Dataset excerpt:
(begin)

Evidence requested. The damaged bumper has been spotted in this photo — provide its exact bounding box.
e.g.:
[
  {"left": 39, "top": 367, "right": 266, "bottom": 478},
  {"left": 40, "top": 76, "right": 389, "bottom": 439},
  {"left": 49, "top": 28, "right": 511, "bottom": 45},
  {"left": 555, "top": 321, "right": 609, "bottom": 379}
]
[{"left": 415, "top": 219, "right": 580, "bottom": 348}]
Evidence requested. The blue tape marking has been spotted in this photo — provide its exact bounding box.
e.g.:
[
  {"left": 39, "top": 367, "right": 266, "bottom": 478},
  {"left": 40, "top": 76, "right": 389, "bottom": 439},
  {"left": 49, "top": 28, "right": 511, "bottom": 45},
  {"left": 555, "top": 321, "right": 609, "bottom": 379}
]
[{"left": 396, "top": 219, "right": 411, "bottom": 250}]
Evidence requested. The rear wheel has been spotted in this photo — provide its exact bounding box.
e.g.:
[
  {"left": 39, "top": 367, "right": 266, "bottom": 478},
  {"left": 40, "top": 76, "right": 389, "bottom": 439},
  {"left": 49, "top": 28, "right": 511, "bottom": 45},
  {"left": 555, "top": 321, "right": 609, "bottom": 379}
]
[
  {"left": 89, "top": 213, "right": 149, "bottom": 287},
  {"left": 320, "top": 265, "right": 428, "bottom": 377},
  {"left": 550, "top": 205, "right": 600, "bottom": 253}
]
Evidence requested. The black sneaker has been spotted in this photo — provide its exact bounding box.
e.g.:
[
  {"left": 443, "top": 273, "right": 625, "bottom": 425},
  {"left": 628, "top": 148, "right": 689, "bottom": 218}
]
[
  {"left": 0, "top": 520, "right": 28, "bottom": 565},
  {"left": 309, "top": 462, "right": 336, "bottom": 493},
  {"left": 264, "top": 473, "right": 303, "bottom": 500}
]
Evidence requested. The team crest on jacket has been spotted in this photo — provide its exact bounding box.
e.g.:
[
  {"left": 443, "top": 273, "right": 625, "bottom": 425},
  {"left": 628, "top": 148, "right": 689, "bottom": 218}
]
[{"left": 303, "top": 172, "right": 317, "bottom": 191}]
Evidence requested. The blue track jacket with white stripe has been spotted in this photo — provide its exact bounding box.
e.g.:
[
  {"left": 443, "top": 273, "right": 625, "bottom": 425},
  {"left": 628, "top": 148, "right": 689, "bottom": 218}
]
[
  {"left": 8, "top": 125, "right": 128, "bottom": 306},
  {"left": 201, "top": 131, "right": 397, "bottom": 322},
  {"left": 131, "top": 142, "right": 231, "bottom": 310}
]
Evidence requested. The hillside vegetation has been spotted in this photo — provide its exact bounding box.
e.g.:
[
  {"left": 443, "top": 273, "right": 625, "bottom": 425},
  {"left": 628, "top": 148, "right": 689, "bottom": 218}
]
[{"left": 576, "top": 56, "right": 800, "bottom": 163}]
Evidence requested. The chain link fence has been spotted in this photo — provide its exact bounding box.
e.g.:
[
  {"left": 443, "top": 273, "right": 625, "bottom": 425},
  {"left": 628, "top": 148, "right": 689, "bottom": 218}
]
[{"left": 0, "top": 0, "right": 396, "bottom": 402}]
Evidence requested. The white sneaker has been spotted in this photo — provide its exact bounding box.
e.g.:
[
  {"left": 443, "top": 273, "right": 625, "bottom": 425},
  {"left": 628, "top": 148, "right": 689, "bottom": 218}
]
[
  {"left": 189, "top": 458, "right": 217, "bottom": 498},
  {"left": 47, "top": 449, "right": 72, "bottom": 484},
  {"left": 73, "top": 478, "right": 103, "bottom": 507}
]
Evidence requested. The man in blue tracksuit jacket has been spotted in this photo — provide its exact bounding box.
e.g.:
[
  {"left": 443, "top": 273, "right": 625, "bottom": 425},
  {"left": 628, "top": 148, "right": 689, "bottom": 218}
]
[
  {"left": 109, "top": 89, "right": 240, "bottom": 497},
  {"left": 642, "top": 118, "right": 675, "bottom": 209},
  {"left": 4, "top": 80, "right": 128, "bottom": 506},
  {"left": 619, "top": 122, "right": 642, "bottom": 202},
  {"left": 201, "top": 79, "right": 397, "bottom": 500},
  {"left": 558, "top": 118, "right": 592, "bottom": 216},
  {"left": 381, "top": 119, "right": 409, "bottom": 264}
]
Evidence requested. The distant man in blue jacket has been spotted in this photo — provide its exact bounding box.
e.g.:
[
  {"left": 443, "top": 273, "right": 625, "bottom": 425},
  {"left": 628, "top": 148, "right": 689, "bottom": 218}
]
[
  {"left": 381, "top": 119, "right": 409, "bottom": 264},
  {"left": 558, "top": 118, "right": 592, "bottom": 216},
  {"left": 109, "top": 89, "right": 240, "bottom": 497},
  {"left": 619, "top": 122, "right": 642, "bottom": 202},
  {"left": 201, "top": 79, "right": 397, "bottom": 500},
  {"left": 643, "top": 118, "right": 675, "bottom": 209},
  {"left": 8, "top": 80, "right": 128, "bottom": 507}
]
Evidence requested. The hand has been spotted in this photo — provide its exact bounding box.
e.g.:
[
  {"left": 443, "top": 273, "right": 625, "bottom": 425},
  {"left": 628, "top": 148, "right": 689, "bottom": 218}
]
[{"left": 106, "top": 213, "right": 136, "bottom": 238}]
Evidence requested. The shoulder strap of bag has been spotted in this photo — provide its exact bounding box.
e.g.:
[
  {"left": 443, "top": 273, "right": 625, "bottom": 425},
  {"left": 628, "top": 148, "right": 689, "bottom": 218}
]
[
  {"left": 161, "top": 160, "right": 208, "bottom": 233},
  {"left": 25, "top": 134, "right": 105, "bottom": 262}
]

(end)

### AIM
Count how many of the lines above contain the word "blue". Give only the number.

### FULL ANSWER
4